- Task to complete -
Of the lines below, report only those that contain "segment".

════

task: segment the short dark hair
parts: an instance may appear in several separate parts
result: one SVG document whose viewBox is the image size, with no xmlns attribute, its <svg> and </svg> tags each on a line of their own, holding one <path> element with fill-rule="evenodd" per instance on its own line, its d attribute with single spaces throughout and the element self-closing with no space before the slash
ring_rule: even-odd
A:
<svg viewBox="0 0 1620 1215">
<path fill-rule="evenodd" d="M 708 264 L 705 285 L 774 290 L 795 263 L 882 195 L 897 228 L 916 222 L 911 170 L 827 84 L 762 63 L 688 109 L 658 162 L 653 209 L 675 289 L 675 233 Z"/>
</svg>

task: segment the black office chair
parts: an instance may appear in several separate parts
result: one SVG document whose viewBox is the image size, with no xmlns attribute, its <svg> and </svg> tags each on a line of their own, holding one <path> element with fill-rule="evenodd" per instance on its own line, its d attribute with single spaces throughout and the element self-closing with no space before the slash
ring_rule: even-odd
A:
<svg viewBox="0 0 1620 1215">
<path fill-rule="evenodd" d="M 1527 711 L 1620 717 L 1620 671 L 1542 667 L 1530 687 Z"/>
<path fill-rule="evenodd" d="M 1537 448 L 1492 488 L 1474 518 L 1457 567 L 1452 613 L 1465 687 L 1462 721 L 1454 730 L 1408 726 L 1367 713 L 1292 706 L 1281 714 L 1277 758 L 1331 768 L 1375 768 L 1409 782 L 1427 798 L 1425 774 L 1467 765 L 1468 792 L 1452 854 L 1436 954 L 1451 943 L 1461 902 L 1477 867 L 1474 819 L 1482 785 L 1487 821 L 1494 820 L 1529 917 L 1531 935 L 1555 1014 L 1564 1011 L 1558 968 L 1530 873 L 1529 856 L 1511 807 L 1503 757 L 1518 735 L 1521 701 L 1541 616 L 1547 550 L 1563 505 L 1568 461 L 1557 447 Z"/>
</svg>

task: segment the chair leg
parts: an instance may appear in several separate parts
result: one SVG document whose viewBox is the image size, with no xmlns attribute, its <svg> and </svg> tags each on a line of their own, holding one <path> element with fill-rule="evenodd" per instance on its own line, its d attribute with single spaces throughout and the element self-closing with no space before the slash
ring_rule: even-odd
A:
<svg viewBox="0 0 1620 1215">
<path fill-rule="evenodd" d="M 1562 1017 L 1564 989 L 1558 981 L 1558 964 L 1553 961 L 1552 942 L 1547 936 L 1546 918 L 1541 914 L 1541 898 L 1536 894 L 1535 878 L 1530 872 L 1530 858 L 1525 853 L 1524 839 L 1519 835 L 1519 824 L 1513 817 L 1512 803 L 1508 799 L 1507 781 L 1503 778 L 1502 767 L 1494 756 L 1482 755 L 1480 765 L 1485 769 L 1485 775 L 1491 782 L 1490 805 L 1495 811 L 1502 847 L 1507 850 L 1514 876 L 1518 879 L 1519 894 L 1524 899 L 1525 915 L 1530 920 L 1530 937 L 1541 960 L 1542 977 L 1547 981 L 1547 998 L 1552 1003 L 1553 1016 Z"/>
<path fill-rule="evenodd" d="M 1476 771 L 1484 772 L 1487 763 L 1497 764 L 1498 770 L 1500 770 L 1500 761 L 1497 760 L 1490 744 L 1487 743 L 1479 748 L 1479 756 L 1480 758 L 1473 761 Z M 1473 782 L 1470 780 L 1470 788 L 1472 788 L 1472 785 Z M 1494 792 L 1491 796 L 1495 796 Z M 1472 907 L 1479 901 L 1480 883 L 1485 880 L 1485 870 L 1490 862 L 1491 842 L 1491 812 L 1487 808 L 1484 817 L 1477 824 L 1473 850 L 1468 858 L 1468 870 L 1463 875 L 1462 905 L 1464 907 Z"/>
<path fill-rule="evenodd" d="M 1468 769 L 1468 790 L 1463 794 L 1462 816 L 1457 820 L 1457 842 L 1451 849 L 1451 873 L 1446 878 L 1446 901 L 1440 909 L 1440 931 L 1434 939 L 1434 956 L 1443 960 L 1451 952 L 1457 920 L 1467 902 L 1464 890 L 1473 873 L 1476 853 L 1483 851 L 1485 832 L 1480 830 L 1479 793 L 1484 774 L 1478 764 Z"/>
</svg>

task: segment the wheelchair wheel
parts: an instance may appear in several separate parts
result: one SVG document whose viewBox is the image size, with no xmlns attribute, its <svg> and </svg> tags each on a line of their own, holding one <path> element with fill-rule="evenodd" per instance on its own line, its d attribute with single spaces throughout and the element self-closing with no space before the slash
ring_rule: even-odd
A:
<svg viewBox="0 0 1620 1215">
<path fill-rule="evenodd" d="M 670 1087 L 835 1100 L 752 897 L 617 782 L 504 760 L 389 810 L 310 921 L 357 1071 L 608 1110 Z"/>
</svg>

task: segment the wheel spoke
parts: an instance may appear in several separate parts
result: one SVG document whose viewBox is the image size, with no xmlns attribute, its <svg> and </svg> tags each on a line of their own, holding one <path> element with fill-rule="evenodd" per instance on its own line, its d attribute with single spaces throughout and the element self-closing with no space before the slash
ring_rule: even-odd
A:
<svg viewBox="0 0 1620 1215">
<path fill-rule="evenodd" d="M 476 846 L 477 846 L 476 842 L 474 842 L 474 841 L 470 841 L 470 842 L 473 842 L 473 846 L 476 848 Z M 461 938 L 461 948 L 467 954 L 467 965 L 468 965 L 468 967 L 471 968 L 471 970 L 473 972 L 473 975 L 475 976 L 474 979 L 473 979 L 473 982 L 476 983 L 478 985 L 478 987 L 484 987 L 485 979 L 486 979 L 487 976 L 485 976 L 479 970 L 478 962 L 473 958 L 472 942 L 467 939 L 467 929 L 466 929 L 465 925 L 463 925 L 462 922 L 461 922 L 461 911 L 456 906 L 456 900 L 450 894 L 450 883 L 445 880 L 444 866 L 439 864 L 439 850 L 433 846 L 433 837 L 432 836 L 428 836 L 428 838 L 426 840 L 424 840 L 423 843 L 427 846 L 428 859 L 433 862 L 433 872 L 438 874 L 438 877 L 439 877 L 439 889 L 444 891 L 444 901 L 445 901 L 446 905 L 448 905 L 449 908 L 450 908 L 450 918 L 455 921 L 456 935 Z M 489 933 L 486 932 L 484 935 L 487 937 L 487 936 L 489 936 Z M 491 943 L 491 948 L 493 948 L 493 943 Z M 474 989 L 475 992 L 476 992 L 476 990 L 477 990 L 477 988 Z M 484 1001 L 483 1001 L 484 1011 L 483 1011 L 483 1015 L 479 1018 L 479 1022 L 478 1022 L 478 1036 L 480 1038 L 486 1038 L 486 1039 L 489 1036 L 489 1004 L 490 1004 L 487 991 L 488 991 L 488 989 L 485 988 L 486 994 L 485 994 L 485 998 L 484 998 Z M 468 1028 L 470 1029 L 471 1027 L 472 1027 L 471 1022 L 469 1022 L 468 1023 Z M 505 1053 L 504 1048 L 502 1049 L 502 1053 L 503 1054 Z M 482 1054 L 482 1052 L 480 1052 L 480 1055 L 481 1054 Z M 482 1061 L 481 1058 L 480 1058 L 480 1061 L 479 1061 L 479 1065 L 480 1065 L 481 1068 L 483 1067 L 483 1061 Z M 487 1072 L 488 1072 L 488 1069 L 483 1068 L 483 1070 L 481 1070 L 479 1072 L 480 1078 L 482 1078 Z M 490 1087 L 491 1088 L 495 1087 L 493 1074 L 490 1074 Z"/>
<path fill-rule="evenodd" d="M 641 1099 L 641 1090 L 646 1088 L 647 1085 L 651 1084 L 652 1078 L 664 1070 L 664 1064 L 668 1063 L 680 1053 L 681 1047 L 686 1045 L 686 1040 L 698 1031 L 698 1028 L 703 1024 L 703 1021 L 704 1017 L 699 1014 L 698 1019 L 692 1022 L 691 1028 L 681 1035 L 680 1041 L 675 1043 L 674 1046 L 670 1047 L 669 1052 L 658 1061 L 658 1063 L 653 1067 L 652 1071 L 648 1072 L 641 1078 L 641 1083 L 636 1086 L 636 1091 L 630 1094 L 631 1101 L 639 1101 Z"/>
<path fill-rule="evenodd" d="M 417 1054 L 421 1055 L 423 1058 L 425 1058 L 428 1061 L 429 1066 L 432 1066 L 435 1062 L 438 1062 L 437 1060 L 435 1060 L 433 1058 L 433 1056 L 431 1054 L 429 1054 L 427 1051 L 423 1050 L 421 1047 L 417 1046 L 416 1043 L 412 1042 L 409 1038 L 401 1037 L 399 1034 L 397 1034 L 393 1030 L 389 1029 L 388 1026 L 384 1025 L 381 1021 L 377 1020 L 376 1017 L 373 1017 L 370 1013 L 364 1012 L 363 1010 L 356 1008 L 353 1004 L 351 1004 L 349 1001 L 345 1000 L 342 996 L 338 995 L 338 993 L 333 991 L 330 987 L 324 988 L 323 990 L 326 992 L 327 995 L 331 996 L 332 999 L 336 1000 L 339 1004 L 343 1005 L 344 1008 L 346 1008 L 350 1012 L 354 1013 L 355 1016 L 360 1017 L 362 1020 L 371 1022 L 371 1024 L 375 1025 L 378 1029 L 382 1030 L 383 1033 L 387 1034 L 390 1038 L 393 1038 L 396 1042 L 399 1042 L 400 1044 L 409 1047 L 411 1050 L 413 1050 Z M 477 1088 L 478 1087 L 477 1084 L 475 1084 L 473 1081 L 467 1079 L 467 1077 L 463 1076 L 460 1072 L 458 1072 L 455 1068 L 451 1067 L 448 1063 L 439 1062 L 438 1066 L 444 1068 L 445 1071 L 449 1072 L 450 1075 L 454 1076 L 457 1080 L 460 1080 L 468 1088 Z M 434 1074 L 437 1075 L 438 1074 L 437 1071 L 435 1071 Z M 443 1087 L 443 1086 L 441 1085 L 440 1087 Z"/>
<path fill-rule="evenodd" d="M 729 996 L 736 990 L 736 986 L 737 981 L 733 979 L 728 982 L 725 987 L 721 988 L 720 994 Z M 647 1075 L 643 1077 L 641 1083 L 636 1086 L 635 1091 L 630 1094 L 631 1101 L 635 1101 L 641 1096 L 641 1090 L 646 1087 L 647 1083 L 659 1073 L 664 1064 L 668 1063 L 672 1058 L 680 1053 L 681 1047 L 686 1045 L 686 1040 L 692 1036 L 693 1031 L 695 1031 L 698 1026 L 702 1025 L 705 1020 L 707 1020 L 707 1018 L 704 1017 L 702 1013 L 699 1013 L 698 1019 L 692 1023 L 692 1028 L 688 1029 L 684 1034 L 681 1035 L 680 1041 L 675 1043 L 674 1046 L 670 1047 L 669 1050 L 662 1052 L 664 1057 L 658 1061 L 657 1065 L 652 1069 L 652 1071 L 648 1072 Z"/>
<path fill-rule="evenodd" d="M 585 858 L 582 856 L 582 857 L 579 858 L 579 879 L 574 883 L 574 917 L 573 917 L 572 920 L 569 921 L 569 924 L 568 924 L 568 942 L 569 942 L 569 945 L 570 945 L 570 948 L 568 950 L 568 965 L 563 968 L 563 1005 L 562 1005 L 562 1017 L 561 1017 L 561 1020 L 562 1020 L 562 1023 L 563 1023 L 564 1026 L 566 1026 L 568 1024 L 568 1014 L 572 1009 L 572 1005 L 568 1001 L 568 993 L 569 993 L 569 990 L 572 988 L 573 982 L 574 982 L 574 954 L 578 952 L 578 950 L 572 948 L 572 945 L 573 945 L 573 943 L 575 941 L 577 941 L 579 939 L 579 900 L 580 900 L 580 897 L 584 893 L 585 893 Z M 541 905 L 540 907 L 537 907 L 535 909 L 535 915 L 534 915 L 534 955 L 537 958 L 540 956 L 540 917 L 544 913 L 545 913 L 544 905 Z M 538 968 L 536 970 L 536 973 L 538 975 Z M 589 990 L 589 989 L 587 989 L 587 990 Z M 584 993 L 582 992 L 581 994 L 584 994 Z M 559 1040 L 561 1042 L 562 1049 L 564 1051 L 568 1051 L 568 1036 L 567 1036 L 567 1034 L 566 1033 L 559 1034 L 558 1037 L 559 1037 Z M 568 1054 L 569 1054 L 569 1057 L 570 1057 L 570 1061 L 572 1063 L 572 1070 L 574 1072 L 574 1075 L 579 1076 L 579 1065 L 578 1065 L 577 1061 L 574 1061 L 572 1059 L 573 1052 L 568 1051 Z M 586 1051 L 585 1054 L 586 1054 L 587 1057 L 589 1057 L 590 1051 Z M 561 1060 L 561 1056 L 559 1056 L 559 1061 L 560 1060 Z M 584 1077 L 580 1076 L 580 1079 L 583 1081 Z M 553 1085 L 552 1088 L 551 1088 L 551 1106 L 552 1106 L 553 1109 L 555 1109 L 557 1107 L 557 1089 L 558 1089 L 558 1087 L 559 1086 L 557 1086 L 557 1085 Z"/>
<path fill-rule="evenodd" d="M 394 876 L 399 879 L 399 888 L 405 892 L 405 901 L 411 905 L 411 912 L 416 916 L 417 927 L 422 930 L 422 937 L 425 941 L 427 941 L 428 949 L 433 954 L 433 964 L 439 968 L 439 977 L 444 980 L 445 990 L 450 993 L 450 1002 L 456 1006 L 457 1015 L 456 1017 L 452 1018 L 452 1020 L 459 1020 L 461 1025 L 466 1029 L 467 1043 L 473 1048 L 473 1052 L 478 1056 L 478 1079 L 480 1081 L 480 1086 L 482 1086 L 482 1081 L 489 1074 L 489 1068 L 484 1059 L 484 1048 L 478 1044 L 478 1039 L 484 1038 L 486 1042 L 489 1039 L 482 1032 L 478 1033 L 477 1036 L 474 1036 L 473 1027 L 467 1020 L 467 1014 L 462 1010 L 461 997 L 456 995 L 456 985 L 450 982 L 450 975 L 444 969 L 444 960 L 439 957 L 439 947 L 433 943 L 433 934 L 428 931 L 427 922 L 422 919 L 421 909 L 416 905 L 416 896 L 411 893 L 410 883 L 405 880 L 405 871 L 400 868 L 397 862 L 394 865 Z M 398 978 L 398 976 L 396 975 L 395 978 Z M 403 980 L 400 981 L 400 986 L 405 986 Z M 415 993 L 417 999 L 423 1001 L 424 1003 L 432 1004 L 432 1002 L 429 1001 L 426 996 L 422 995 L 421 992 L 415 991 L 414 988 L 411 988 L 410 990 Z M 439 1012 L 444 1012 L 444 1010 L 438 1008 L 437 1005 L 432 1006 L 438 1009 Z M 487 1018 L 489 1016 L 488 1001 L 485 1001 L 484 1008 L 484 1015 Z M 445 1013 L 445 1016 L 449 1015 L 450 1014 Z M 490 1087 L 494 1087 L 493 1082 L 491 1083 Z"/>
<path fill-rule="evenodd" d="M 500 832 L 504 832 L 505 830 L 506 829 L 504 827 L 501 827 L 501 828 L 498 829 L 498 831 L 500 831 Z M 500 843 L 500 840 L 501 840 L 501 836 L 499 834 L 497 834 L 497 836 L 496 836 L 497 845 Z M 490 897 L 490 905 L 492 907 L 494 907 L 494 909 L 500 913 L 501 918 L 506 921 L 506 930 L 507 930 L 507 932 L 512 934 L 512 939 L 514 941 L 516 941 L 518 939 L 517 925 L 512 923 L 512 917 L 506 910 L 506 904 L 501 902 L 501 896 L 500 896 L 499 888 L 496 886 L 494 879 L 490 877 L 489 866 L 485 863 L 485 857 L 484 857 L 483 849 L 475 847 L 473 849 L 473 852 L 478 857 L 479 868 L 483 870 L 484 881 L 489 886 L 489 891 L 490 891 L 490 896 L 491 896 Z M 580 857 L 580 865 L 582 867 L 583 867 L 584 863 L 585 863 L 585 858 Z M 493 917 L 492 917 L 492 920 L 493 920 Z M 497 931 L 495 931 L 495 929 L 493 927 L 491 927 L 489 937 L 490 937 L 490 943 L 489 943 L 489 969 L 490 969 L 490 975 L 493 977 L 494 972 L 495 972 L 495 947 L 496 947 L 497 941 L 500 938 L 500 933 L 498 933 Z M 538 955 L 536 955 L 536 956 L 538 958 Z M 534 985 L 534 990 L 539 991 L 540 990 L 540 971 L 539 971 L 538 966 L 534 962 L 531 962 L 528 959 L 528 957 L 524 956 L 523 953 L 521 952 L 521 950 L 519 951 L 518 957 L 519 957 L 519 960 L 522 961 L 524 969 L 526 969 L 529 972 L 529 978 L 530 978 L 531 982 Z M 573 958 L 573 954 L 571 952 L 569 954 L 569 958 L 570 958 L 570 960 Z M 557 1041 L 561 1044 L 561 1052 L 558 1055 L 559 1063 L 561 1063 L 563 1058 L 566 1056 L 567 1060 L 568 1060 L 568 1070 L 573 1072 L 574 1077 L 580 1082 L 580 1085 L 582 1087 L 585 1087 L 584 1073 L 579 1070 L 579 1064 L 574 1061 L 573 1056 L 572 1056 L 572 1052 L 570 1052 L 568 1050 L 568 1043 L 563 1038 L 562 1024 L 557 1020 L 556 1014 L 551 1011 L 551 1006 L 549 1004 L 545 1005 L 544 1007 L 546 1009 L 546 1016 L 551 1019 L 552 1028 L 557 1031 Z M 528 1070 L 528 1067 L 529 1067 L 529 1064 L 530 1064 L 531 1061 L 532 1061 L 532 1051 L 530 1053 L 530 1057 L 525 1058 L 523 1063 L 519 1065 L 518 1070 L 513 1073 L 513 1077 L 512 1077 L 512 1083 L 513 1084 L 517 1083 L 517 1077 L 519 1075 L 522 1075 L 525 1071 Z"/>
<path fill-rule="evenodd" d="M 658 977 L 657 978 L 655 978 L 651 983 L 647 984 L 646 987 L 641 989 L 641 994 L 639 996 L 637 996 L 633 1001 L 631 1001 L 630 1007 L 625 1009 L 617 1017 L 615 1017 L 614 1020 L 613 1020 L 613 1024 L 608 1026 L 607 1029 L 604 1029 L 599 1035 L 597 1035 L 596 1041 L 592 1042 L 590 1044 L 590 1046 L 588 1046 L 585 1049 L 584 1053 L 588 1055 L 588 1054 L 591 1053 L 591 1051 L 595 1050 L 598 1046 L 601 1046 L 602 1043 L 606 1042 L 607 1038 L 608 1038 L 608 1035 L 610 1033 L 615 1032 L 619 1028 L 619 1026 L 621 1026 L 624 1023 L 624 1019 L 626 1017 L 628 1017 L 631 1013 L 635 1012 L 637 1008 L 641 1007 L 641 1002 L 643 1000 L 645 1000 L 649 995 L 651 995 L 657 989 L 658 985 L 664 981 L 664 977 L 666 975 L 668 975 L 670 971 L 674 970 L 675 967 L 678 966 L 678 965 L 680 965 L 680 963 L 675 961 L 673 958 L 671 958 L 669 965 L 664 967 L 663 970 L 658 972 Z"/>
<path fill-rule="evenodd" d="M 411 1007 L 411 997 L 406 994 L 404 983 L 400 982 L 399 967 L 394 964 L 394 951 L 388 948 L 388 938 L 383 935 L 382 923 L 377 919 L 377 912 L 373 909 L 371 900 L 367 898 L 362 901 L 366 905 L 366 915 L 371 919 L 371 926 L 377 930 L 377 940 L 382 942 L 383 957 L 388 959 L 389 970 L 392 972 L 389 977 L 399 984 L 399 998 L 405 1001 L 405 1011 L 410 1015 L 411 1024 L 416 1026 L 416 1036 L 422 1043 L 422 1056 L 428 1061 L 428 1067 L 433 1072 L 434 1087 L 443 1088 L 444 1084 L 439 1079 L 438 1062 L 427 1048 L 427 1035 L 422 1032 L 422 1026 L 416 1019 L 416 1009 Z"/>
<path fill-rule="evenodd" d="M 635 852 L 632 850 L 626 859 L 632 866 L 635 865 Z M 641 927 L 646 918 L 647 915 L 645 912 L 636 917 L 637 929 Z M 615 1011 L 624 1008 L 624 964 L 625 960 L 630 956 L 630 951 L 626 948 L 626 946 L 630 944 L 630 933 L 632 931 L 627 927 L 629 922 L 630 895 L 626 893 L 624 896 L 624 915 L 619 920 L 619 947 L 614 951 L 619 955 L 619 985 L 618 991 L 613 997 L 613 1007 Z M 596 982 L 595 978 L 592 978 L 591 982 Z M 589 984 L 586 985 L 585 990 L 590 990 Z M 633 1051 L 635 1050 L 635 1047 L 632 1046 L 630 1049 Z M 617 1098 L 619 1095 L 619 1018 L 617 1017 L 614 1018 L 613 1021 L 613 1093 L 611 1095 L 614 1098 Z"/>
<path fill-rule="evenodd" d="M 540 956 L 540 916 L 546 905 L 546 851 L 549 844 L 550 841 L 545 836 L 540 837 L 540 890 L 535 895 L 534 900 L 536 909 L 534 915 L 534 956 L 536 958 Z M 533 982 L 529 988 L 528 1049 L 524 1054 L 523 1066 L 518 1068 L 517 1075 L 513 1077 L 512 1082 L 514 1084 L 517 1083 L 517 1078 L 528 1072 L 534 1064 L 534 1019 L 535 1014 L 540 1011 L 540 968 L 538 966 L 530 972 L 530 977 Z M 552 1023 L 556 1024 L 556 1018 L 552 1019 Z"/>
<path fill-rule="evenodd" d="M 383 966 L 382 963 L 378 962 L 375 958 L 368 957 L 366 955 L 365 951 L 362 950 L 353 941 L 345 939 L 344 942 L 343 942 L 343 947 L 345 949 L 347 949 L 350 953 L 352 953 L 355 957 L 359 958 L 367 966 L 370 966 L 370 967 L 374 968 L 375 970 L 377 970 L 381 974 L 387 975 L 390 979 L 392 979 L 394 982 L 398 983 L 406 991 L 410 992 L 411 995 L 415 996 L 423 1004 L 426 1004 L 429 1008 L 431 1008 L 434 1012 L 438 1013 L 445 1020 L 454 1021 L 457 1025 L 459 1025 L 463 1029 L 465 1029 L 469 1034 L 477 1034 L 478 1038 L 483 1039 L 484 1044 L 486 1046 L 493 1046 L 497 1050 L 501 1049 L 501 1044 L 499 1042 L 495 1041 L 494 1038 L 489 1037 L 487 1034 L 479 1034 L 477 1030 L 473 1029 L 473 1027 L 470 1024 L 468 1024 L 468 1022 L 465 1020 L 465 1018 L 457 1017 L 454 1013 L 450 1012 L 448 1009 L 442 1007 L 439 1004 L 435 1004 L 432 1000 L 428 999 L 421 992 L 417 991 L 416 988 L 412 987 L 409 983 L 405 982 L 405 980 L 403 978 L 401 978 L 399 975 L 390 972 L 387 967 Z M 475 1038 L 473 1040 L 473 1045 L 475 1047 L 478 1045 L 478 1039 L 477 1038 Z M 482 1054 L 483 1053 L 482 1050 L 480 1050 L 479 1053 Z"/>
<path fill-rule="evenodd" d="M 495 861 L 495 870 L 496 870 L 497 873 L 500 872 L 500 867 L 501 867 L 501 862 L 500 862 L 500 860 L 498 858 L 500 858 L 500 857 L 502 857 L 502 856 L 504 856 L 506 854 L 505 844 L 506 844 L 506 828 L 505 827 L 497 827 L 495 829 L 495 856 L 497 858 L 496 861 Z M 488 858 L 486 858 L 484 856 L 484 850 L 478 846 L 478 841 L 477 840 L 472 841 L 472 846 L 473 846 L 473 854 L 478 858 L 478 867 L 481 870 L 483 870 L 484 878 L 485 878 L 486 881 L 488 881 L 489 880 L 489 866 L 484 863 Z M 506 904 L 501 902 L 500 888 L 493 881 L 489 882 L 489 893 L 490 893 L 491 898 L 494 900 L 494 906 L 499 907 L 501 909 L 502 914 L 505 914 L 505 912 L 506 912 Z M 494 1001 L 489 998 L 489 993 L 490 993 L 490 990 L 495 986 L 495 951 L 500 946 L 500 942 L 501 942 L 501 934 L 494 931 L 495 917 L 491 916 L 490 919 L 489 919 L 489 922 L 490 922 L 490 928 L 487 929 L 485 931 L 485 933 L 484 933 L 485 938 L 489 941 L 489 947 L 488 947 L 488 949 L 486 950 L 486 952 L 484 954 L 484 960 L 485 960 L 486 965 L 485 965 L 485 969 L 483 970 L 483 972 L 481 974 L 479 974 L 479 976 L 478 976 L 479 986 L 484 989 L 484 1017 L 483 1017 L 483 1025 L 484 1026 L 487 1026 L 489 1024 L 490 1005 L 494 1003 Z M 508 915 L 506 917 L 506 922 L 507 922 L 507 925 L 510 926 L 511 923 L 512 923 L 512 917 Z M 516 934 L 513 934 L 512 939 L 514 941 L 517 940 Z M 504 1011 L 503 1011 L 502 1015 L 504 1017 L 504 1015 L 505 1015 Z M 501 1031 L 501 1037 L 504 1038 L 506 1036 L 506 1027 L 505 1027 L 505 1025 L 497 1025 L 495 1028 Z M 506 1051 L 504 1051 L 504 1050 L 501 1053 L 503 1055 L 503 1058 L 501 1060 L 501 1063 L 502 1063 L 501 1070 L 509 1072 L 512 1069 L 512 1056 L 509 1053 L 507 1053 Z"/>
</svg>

════

- Output of the task -
task: segment the short dark hair
task: segment the black office chair
task: segment the chair leg
task: segment the wheelchair wheel
task: segment the wheel spoke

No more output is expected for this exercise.